**Extract:**
□ □ □ □

Posted by: Lisa Hill | September 1, 2011

Great Central State The Foundation of the Northern Territory, by Jack Cross

Great Central State: the Foundation of the Northern TerritoryWhen I travel, it seems as if – as far as the rest of the world is concerned – Sydney and Melbourne are the only cities in Australia. Hardly anybody has heard of our capital city Canberra and only sun-lovers have heard of Surfer’s Paradise (as a place where one can lie about in the sun and drink cocktails). Occasionally they know about The Rock, known by those who respect Aboriginal culture as Uluru and as Ayers Rock by those who don’t.  They know nothing about our other cities, capital or otherwise.

So it’s fascinating to read about the grand ambitions of Adelaide in Australia’s colonial period when its realm extended to the northern coastline of Australia.  South Australia was going to be the premier colony and it looked not to England the mother-country for economic security, but to Southeast Asia.  Colonialism was in unabashed full swing, and there was little inhibition about acquiring land that had belonged to indigenous people for millenia; the critical issue was to acquire it before the other states realised its value.  (Or so they thought).

In complete ignorance of thousands of miles of hostile landscape which defies even dryland farming methods to this day, the grand plan was to open up a stock route linked by a chain of wells from Adelaide to the Timor and Arafura Seas in the north, with dry pastoral management farming where feasible.  Exports were to depart Palmerston (later renamed Darwin) for the markets of the then Dutch East Indies, the Malay States, India and China.  You only need to view a couple of ABC docos to know just how daffy this was: while the fertile strip in the south includes some of the loveliest places in Australia, the rest of it is mostly arid desert.  Mean, inhospitable desert that still claims the lives of foolhardy or unlucky visitors.  As you can see from the NASA Satellite photo at right (via Wikipedia Commons) these grand plans were hatched for the ‘driest colony in the driest inhabited continent on earth’ (p4).  Exploration and settlement in this part of the world is not for the faint-hearted.

But it wasn’t just the land that defeated these dreams, it was human nature itself.

Founded in 1834 as a province by free settlers and proclaimed a planned colony in 1836, South Australia wanted to differentiate itself from convict colonies elsewhere in Australia.  It was to be a centre of civilisation, championing free enterprise, civil rights and tolerance.  Although the enabling Act recognised prior ownership by the indigenous inhabitants, of course their rights were ignored in practice and squatters fanned out wherever there was arable land.  Before long that was not enough and the burghers of the capital soon began their grand plans to trump New South Wales and Victoria as the premier state on the continent.

□ □ □ □

**Exercise requirements:**
a. According to the review, in what year was South Australia proclaimed a planned colony?
b. For each statement, decide whether the review agrees with it, answering yes or no and quoting the deciding words: (i) Palmerston was later renamed Darwin. (ii) South Australia looked to England for its economic security. (iii) The enabling Act denied prior ownership by the indigenous inhabitants.
c. Quote the passage of the review starting with "But it wasn’t" and going on through "on the continent.".
The data placed after this point bear no relation to the review.

□ □ □ □

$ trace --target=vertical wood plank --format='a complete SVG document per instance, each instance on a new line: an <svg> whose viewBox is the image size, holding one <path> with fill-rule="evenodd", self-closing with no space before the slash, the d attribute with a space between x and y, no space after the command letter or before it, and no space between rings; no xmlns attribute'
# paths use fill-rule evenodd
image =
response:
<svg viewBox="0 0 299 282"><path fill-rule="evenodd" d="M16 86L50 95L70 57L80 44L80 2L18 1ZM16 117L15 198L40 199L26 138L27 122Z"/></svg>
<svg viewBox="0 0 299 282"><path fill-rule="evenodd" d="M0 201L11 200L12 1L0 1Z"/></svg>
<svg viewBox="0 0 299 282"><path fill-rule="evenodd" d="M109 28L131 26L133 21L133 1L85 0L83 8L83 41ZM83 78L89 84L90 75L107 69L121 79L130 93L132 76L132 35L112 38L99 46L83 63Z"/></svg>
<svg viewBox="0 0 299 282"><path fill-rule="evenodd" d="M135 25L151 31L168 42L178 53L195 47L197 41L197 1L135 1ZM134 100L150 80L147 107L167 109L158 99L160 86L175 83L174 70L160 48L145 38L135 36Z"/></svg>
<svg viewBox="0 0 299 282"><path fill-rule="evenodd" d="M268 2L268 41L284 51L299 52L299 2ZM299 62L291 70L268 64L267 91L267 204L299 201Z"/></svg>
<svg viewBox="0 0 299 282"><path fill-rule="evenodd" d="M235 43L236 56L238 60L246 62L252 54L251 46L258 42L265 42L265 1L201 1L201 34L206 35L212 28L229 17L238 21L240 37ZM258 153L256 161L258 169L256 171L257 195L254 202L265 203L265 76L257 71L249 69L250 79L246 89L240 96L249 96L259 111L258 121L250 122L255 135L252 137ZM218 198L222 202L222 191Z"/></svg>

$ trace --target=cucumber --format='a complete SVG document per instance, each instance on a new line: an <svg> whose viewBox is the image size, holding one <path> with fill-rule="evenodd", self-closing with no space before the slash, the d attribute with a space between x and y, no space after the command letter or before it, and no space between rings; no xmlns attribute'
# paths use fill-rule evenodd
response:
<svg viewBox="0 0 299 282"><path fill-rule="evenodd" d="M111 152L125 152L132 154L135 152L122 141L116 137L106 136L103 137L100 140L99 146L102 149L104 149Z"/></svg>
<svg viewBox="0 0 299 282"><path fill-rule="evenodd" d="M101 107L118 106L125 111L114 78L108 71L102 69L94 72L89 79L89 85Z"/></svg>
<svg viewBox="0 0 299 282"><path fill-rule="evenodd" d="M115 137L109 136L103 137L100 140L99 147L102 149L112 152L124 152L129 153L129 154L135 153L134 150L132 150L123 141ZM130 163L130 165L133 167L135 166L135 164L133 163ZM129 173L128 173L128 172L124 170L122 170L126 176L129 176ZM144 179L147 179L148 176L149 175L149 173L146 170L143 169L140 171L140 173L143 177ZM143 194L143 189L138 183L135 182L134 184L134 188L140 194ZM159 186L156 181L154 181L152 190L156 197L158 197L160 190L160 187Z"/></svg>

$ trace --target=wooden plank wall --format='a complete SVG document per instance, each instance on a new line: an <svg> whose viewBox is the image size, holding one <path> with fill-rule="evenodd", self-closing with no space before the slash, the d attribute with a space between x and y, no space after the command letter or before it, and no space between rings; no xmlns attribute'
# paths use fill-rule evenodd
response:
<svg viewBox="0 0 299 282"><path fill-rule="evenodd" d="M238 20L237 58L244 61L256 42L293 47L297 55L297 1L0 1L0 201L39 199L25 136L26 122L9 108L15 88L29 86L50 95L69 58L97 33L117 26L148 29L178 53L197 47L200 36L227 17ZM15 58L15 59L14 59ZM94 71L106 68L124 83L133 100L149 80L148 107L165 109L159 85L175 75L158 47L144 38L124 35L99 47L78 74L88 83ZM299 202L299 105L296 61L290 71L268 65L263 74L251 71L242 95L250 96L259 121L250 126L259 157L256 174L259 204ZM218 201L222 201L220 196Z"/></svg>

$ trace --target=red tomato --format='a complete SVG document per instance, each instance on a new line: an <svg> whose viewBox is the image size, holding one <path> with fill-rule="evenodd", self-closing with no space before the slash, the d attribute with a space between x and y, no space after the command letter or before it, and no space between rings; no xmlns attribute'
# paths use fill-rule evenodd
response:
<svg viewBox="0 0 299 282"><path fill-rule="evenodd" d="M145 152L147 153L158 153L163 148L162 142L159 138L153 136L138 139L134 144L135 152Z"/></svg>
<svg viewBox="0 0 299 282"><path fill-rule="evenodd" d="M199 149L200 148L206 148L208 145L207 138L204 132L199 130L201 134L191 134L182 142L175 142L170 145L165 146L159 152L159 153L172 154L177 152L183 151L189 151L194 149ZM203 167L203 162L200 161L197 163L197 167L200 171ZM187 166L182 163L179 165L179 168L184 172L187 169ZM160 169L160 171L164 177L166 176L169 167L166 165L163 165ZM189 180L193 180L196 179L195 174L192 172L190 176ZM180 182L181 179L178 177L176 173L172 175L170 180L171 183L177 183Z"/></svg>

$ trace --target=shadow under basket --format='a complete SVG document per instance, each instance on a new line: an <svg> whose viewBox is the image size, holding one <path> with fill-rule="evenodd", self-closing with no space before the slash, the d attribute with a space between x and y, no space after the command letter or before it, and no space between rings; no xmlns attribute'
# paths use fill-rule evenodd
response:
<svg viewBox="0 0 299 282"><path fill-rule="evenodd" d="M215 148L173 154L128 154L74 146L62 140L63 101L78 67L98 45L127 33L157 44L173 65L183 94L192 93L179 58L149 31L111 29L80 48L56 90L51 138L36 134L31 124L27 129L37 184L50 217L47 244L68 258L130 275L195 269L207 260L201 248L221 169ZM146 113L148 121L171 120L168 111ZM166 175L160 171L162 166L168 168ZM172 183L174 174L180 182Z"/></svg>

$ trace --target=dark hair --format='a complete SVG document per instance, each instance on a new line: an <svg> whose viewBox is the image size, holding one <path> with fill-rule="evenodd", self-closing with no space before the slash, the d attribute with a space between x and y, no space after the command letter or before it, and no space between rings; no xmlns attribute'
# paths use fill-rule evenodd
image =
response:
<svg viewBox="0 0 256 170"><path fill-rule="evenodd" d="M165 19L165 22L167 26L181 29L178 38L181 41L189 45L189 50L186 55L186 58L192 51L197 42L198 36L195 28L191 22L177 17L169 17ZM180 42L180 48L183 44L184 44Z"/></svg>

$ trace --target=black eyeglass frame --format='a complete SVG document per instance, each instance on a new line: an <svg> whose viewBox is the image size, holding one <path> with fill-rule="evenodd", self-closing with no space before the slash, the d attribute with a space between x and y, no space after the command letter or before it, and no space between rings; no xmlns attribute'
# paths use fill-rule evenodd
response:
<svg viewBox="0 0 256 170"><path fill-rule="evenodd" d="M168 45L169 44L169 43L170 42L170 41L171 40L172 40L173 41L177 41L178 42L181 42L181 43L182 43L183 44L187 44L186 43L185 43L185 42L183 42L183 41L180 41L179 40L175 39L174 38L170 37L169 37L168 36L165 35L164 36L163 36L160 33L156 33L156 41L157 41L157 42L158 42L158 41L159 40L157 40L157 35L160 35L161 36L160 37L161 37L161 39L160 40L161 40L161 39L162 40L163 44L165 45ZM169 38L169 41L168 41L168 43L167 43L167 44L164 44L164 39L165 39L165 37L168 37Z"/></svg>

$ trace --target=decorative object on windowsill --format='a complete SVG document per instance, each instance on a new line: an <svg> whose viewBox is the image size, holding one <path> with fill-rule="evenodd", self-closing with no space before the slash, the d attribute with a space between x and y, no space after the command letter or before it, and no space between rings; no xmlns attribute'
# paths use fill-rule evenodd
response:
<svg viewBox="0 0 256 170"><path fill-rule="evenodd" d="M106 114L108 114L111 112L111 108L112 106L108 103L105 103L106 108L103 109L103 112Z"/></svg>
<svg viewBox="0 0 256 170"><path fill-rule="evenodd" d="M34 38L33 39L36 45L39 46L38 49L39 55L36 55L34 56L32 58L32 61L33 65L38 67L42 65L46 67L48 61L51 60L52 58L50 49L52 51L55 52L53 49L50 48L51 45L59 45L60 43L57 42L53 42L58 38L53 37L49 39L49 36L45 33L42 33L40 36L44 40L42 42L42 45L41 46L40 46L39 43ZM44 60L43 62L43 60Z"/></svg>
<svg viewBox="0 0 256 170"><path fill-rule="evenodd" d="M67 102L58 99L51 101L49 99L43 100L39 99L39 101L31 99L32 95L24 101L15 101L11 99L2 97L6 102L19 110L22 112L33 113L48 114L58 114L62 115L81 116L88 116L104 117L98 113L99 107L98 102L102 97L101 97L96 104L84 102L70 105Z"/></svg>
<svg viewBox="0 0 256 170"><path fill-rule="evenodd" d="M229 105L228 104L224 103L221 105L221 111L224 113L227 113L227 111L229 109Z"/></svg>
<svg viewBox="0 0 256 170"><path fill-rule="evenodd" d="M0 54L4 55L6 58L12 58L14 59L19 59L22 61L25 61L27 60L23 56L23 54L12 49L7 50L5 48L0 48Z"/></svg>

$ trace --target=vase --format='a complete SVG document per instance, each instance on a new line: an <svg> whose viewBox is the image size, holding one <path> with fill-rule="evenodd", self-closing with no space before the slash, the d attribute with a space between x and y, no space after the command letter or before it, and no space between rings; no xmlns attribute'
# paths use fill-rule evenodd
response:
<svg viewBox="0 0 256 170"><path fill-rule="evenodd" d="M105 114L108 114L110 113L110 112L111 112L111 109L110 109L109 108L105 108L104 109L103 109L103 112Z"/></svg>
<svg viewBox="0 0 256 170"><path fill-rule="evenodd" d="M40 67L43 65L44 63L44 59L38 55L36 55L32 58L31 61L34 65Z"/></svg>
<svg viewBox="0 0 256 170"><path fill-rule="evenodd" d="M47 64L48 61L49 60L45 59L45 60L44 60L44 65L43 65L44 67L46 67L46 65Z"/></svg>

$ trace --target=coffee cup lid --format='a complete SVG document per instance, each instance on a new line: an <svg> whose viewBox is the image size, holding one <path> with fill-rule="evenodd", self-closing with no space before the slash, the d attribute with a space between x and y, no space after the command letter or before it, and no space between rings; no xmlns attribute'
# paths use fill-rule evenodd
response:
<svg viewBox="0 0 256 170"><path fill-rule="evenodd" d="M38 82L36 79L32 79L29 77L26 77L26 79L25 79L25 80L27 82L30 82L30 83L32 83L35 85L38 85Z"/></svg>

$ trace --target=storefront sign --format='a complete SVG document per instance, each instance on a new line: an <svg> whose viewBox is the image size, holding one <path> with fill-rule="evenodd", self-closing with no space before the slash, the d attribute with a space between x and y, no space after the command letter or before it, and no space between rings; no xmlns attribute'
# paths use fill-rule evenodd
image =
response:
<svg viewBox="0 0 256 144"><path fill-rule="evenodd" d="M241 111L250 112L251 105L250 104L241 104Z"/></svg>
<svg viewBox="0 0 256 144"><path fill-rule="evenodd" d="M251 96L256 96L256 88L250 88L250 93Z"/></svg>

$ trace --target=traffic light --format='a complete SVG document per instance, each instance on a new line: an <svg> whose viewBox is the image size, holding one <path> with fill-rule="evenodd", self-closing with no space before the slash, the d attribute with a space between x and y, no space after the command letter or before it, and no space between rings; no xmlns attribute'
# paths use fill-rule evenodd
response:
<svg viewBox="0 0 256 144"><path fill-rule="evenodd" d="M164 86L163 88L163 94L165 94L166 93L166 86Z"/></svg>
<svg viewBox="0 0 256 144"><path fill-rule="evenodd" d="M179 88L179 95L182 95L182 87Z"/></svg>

□ □ □ □

**Solutions below:**
a. 1836

b.
(i) Yes: "Palmerston (later renamed Darwin)"
(ii) No: "it looked not to England the mother-country for economic security, but to Southeast Asia"
(iii) No: "Although the enabling Act recognised prior ownership by the indigenous inhabitants"

c.
But it wasn’t just the land that defeated these dreams, it was human nature itself.

Founded in 1834 as a province by free settlers and proclaimed a planned colony in 1836, South Australia wanted to differentiate itself from convict colonies elsewhere in Australia.  It was to be a centre of civilisation, championing free enterprise, civil rights and tolerance.  Although the enabling Act recognised prior ownership by the indigenous inhabitants, of course their rights were ignored in practice and squatters fanned out wherever there was arable land.  Before long that was not enough and the burghers of the capital soon began their grand plans to trump New South Wales and Victoria as the premier state on the continent.